貧困層の若者を狙う?安倍政権の徴兵制
安全保障関連法案の成立により、若者たちの間でも注目のキーワードとなったのが“徴兵制”。しかも、貧困層を狙い撃ちにするのではという不安が広がっている。布施祐仁著「経済的徴兵制」(集英社 760円+税)では、すでに水面下で進行している、貧困層の徴兵について徹底解説していく。
安倍首相は、日本が徴兵制になるのではといった国民の懸念や批判に対し、「デマゴーグ(扇動)だということを説明していきたい」と語っていた。また、現代兵器はハイテク化されているため、徴兵制の隊員では役に立たず、徴兵制導入の合理的理由がないとも説明した。
しかし、自衛隊には多くの職種があり、全員がハイテク兵器を扱うわけではない。現に自衛隊には1任期が2~3年の任期制隊員募集制度があり、毎年1万人も採用している。安倍首相の言葉通り素人隊員が役に立たないのであれば、今でも任期制隊員の募集は不要ということではないか。これに加えて、徴兵制を導入しないのならどうやって隊員を確保していくのか、対案がまったく示されていない。

個体ごとの点による位置特定データ:
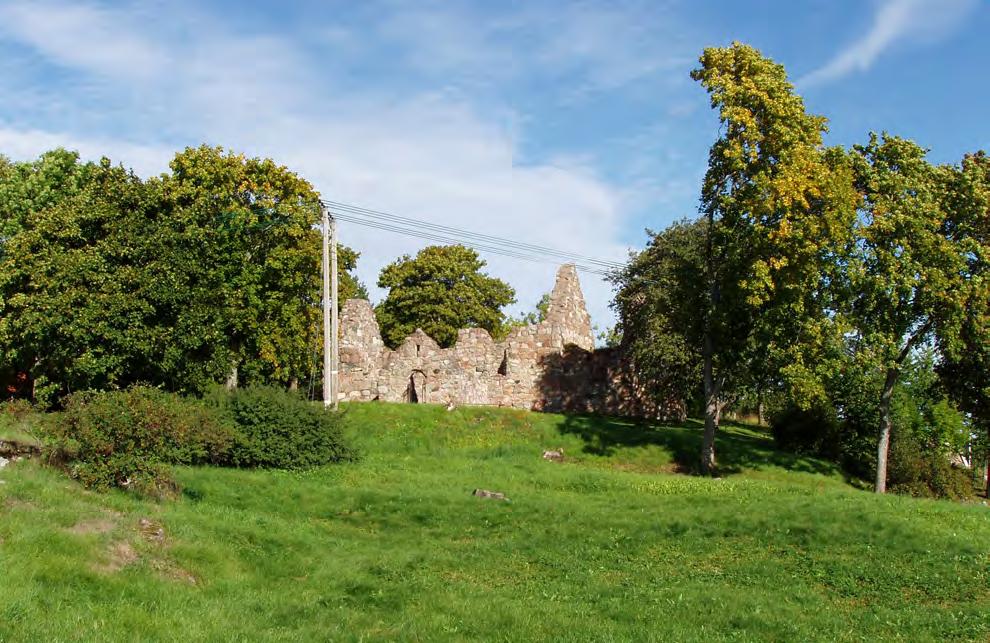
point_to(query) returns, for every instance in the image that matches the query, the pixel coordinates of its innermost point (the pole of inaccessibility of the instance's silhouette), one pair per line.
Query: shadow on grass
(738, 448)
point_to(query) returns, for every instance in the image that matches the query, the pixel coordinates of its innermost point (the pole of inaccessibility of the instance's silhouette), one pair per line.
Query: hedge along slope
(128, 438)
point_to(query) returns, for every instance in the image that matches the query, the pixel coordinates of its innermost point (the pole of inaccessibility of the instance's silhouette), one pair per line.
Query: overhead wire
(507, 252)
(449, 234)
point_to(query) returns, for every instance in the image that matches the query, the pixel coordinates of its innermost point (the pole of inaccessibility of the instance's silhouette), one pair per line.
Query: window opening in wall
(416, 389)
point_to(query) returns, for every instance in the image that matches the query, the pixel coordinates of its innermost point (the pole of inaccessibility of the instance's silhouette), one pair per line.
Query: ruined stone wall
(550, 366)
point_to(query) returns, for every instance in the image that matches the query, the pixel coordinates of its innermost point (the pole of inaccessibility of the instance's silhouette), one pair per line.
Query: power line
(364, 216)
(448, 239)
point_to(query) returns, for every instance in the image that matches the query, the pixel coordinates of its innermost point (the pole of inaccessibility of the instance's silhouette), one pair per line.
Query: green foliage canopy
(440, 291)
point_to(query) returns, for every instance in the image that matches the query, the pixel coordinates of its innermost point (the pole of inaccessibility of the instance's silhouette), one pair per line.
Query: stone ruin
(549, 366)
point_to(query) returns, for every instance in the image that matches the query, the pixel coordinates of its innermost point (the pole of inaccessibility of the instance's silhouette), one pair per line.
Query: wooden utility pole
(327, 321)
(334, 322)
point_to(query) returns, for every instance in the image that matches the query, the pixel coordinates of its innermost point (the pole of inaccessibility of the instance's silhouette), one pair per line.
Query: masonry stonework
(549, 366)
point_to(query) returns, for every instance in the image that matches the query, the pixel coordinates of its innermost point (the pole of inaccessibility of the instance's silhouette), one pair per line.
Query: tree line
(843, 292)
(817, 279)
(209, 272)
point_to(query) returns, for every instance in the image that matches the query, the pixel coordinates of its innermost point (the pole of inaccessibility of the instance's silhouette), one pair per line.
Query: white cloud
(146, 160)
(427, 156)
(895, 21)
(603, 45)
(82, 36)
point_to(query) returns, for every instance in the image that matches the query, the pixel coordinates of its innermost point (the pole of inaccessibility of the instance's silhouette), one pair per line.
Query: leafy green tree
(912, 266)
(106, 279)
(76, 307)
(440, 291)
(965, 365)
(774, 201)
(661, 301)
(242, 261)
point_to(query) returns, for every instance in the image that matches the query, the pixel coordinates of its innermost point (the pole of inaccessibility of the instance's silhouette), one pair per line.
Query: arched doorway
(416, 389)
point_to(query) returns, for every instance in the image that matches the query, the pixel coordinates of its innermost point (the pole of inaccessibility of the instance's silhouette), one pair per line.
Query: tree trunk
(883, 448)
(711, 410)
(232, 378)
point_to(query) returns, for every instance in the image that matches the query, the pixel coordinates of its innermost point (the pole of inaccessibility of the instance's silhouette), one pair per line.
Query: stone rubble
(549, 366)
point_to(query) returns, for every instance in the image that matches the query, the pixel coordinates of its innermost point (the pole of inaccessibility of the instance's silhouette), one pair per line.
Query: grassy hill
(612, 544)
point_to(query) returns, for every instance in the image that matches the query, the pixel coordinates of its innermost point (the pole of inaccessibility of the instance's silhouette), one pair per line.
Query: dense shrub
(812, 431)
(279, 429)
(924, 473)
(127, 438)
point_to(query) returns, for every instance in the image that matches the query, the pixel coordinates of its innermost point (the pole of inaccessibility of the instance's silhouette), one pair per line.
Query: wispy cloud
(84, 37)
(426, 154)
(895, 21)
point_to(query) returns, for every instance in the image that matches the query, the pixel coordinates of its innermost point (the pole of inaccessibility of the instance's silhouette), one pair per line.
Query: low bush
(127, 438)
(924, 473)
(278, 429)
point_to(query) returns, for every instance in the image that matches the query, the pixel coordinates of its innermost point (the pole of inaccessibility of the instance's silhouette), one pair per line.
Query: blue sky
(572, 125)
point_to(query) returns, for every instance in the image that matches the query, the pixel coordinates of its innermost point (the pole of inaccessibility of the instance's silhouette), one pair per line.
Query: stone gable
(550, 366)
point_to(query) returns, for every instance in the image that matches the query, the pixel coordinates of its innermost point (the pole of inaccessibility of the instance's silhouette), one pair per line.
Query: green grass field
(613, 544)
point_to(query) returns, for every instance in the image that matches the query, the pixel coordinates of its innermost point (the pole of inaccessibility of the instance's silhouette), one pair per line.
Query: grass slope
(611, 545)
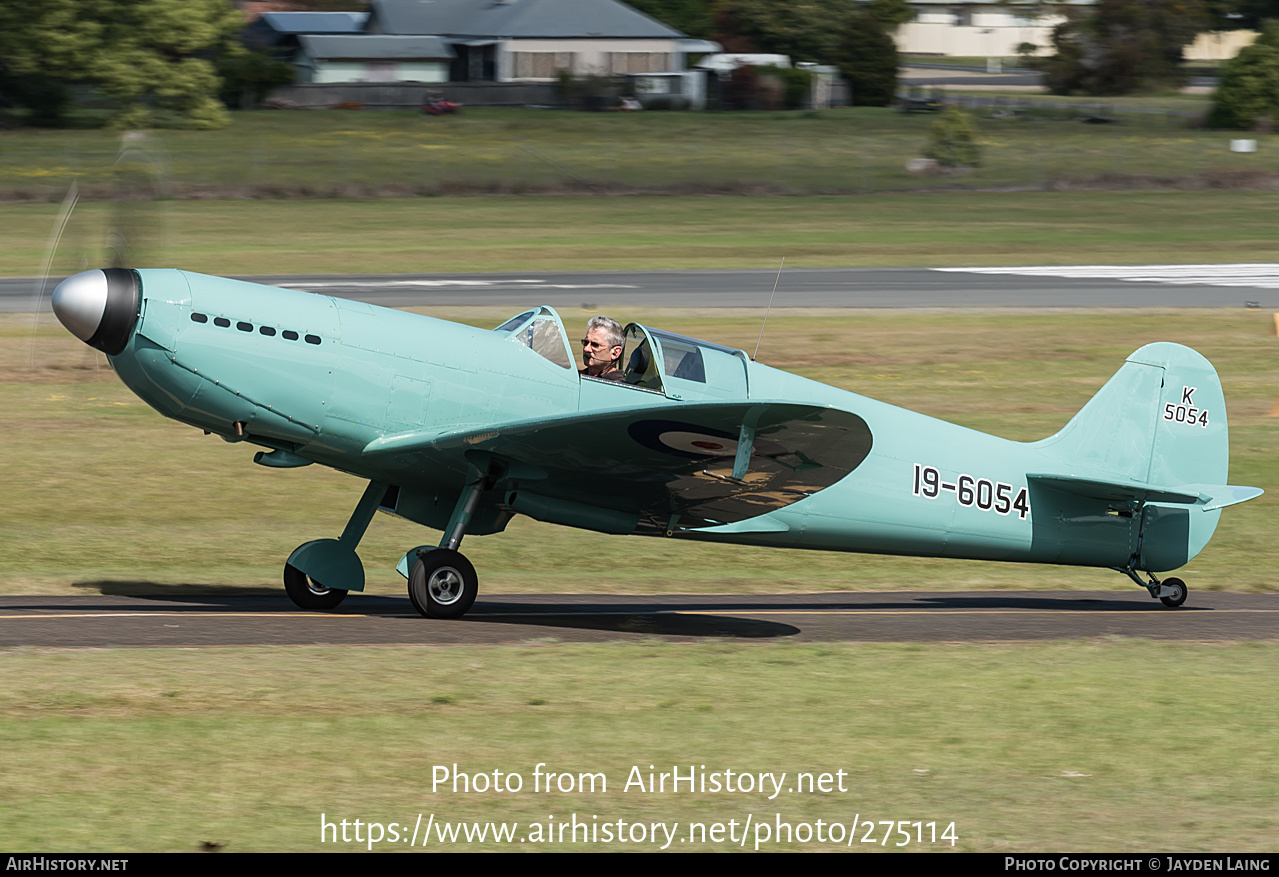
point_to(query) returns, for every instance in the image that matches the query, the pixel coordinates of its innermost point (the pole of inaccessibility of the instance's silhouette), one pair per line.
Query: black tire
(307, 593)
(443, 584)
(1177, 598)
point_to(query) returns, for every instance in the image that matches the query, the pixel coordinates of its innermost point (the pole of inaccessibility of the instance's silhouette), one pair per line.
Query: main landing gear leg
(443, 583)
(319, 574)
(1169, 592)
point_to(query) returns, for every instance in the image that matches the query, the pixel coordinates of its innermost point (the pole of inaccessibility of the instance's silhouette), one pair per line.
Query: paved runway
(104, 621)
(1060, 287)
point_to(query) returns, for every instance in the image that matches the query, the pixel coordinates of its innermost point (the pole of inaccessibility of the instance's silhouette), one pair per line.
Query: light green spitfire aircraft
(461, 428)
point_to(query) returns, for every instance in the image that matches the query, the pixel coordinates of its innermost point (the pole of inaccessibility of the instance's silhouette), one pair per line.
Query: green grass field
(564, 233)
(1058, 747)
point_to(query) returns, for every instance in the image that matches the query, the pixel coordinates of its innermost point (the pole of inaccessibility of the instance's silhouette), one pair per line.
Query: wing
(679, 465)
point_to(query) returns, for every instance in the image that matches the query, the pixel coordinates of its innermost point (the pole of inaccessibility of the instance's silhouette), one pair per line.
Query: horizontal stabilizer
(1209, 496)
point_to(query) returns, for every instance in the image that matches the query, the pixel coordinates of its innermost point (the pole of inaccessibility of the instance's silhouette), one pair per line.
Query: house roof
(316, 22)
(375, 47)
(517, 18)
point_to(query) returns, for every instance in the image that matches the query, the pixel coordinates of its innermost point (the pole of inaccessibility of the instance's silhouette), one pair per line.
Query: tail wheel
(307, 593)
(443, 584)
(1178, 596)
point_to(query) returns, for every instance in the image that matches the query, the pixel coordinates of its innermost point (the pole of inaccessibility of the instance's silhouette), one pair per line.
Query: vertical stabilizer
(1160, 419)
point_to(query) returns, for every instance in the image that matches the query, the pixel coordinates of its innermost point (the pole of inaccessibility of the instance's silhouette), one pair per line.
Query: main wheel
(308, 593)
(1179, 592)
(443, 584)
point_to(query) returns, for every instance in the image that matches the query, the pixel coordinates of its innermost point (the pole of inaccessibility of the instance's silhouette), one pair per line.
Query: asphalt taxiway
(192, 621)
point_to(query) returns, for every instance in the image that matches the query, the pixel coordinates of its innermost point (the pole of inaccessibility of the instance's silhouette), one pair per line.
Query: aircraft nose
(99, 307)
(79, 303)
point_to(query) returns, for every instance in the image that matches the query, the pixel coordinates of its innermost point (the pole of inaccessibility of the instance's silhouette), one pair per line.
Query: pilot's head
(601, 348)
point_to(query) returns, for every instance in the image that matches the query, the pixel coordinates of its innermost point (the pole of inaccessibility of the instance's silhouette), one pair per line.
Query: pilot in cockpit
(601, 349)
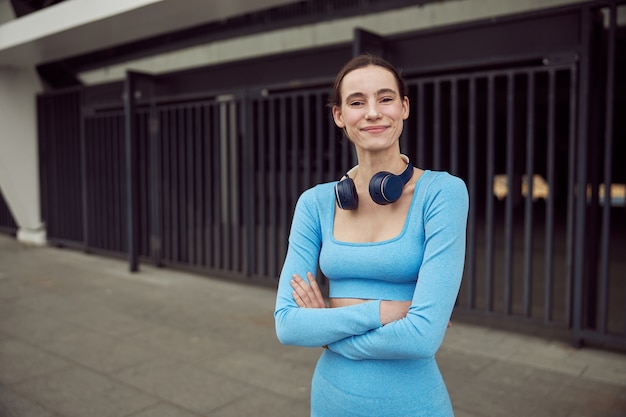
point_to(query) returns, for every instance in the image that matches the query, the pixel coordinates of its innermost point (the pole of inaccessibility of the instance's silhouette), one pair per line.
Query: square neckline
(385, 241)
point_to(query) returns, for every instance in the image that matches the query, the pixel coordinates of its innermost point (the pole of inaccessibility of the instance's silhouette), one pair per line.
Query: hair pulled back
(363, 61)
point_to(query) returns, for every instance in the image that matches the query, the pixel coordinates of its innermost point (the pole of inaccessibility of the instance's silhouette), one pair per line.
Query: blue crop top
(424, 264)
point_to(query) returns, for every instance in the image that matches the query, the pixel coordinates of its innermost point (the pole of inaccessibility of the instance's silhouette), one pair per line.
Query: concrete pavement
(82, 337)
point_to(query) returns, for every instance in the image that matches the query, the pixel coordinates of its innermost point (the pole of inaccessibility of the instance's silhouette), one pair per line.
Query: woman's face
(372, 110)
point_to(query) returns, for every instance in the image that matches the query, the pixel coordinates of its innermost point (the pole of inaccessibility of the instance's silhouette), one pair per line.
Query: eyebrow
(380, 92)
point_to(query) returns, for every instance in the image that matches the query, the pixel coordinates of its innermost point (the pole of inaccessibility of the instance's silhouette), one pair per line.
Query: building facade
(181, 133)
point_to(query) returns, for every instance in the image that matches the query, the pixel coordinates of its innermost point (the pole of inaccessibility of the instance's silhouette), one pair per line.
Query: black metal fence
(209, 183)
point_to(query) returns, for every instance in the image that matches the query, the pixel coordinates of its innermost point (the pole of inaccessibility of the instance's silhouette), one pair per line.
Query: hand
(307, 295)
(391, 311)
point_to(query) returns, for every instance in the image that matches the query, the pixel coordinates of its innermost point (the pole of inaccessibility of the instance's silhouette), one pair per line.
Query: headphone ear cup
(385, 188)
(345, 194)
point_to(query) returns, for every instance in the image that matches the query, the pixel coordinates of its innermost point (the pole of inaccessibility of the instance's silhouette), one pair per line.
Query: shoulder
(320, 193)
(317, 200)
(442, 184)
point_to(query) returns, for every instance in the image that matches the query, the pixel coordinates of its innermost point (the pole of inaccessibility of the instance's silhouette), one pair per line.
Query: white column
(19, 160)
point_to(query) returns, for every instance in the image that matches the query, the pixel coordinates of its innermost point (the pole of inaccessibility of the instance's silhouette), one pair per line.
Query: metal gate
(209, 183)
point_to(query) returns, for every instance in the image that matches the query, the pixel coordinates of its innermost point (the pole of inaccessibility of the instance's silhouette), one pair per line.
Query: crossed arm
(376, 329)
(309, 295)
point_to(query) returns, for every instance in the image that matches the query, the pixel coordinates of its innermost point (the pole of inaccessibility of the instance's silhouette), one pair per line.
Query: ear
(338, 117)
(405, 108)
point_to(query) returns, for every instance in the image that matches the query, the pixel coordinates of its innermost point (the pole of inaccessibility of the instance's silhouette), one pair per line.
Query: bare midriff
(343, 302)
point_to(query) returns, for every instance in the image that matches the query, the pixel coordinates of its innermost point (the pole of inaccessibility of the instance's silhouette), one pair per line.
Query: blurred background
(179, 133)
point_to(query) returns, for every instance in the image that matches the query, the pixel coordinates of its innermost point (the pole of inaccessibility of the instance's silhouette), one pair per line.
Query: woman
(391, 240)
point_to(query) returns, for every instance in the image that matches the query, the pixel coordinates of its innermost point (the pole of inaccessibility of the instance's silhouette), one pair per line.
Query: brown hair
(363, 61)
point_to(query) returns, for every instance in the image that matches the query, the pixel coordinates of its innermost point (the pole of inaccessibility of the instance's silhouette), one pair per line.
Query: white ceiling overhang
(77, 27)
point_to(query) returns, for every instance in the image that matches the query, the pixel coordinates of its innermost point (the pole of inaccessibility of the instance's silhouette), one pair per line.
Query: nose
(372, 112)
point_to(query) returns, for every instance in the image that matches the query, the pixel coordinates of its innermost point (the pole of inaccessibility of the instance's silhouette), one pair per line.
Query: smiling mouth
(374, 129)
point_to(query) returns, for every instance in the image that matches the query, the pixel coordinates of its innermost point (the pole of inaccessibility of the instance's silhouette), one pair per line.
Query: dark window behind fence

-- 取り組む課題 --
a) 徴兵制をめぐる本文に、次の(i)〜(iii)がそれぞれ合っているかを判定せよ。「はい」か「いいえ」で答え、決め手となる本文の語句を一字も変えずに引用すること。
(i) 安倍首相は、徴兵制への懸念を扇動だと説明していく考えを示した。
(ii) 自衛隊は任期制隊員を毎年1万人採用している。
(iii) 自衛隊の隊員は全員がハイテク兵器を扱う。
b) 徴兵制をめぐる本文を、最後の文の続きから書き継げ。
このデータは本文の内容とは関係がない。

-- 解答 --
a)
(i) はい。「デマゴーグ(扇動)だということを説明していきたい」
(ii) はい。「毎年1万人も採用している」
(iii) いいえ。「全員がハイテク兵器を扱うわけではない」

b)
そこで懸念されるのが、貧困層を狙う経済的徴兵制だ。アメリカ軍ではイラク等での戦死者増大で隊員不足が顕著となり、前科者にまで採用枠を広げていた。しかし、景気の悪化で隊員不足は一気に解消した。貧困層の若者が大学進学のため、あるいは医療保険を手に入れるため、やむなく軍に志願したからだ。すでに自衛隊でも同じ動きがあり、高校新卒者の自衛隊2士入隊率上位15道県のうち、10道県が貧困率で上位15位までに入っている。
派遣労働者を増やして貧富の差を広げる労働者派遣法の改定など、経済的徴兵制の下地づくりは着々と進んでいるようにもみえる。憲法解釈の変更によって集団的自衛権の行使を容認した安倍政権が、憲法解釈を理由に“徴兵制はない”などと言っても、説得力はゼロなのだ。